▸ WORK REQUIRED: Transfer the listing below, beginning at the line that contains "Task: locate the suit" and continuing through the end of the listing, with every line reproduced, the requests included. Add 7 to every coordinate in the answers.

▸ GIVEN ENTRIES:
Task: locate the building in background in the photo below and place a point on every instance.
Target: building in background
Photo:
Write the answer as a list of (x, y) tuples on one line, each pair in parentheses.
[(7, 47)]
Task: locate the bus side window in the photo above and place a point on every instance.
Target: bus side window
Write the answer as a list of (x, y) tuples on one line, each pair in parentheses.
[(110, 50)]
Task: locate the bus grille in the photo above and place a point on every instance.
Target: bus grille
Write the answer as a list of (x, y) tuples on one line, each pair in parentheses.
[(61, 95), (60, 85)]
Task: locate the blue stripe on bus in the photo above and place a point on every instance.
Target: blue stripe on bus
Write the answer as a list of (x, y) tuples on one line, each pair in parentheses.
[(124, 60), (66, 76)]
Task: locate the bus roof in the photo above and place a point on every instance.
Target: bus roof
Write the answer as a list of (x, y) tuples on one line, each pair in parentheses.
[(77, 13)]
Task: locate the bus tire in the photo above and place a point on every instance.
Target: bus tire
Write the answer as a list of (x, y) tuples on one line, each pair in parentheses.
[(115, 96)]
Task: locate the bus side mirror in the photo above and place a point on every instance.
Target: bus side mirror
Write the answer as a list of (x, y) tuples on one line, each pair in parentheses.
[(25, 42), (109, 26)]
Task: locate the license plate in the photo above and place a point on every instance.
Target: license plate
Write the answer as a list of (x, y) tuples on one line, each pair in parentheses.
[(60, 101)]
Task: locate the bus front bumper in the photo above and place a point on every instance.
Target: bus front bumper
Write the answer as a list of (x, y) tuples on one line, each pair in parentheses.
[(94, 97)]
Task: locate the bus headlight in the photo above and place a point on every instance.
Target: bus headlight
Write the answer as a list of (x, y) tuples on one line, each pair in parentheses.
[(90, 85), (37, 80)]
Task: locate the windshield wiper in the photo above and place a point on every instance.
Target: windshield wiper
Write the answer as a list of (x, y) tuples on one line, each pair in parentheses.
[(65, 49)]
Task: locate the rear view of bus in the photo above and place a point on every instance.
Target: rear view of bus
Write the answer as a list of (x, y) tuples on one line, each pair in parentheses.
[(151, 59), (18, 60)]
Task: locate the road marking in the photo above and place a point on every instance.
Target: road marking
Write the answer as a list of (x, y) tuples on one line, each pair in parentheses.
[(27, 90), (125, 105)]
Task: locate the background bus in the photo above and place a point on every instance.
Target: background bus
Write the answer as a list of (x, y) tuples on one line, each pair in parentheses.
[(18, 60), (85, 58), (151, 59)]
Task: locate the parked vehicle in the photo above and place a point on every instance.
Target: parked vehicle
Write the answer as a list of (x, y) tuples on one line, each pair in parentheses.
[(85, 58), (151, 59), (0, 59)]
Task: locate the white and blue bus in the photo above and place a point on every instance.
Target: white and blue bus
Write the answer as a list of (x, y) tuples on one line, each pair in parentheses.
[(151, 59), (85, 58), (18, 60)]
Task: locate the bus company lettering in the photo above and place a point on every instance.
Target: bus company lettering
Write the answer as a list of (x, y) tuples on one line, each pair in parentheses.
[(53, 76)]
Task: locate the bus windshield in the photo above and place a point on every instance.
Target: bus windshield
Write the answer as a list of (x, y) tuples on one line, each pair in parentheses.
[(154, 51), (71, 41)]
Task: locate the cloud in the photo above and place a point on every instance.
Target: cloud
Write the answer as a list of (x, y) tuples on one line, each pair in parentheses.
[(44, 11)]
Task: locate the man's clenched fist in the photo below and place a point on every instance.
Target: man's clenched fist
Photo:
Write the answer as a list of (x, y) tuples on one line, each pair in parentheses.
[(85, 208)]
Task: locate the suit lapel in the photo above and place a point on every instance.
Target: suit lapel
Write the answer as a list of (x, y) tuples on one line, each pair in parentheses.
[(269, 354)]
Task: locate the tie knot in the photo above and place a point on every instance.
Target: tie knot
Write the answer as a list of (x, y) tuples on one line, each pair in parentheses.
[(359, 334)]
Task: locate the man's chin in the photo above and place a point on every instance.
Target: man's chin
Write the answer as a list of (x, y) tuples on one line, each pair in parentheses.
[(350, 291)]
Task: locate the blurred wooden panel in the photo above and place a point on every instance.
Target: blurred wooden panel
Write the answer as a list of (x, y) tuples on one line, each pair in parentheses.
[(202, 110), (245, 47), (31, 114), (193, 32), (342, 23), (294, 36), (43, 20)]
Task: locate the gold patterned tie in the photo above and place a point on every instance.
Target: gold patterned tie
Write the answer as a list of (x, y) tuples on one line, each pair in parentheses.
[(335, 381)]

▸ TASK RESPONSE:
Task: locate the suit lapel in the photo above and place a point on every instance.
Target: suit lapel
Write the answer as a list of (x, y) tuples on one line, each pair in parentheses.
[(276, 361)]
Task: locate the tie knot in the photo above and place a point on every instance.
Target: tie knot
Write the answer as a list of (x, y) tuples on one line, each pair in parentheses.
[(366, 341)]
Task: locate the man's chin in the photo above and place a point on every instance.
Target: man's chin
Write the answer as a list of (x, y) tuples on one line, each pair in parentheses.
[(357, 298)]
Task: locate the blurred wooden panel in the photo above and place a point on every instance.
Target: blurred wooden panel
Write the answer as a list of (x, y) tuples on one line, each pair in parentheses.
[(209, 117), (252, 54), (38, 121), (200, 39), (349, 30), (301, 43), (50, 27)]
Task: locate the gold patterned tie in the photo above and place a point on every instance.
Target: gold patterned tie
Write the answer as a list of (x, y) tuples on one line, each pair in parentheses.
[(342, 388)]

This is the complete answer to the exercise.